Source material:
start

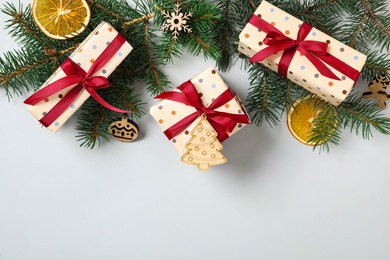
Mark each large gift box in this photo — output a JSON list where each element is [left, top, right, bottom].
[[238, 0, 366, 106], [25, 22, 132, 132], [150, 67, 249, 169]]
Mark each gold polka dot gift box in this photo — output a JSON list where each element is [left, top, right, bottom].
[[150, 67, 249, 170], [25, 22, 133, 132], [238, 0, 366, 106]]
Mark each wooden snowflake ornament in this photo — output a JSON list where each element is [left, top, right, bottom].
[[161, 3, 192, 40], [363, 74, 390, 108]]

end

Work required: Put the lines starting at the line containing "Mark each gold" and ending at the line containing "0, 366, 106]]" into a Markdown table with the columns Row and Text, numbering each row and leaving out blank lines.

Full answer:
| Row | Text |
|---|---|
| 1 | Mark each gold polka dot gift box in this photo — output a JSON list where each element is [left, top, right, bottom]. |
| 2 | [[150, 67, 249, 170], [25, 22, 133, 132], [238, 0, 366, 106]] |